++++ AVAILABLE DATA ++++
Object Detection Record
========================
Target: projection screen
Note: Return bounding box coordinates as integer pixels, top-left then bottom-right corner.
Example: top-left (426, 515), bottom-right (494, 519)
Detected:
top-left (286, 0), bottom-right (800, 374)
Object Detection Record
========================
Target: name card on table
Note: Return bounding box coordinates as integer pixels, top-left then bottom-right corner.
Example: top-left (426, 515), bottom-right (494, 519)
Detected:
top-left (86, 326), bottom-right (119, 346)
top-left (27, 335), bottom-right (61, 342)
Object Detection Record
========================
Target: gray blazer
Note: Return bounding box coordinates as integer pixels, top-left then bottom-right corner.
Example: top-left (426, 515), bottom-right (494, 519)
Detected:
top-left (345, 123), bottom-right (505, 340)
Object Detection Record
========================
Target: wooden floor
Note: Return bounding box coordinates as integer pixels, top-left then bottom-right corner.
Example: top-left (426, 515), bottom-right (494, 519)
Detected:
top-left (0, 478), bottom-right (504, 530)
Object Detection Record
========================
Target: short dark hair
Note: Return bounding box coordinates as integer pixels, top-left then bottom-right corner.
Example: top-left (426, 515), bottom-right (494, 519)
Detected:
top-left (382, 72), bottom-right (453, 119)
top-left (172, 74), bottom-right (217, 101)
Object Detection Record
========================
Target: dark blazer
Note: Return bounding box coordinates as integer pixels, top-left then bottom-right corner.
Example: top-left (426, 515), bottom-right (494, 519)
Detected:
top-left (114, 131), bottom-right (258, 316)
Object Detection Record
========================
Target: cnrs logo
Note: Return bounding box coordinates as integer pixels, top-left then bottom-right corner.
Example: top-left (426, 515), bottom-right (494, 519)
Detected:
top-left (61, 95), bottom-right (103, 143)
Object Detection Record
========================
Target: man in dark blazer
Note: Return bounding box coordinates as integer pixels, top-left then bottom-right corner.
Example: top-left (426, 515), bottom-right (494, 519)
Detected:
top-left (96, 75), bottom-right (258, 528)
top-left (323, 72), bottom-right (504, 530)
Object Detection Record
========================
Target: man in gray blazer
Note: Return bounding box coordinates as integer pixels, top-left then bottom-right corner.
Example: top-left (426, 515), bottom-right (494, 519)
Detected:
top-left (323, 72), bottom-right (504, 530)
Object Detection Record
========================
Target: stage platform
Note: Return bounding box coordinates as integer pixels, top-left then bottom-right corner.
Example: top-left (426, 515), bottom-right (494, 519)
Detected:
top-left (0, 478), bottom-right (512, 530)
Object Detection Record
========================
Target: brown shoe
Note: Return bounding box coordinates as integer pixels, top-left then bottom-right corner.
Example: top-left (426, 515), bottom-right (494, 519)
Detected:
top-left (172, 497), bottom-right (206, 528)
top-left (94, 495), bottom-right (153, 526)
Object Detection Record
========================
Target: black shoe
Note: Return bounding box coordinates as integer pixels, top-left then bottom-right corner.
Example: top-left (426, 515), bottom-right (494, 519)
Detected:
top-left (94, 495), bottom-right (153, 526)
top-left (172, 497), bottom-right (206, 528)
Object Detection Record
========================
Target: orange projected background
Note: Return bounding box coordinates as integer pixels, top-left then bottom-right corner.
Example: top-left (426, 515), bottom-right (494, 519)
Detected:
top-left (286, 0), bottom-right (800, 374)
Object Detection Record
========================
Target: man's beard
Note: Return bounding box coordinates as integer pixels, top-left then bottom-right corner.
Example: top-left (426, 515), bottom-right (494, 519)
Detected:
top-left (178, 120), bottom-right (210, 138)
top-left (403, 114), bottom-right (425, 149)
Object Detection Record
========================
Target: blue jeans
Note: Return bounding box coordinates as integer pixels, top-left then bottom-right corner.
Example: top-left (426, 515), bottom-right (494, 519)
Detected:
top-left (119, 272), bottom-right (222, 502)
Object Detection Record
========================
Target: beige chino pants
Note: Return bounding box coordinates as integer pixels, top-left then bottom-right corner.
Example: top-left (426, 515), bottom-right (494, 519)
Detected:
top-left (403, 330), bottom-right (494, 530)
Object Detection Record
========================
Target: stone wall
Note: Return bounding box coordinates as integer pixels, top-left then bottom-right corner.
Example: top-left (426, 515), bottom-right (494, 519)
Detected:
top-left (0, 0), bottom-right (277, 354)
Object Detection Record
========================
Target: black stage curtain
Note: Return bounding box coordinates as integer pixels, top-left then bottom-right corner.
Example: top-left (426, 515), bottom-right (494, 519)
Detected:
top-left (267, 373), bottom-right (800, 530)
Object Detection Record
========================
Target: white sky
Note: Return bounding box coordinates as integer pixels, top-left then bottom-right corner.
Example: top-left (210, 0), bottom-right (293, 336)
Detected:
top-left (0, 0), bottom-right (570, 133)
++++
§ **TASK OBJECTIVE**: Pull out every line in the entries above that contains the word "shoe", and copy each one as it appears. Case counts.

§ **EXPECTED ANSWER**:
Target: brown shoe
Target: black shoe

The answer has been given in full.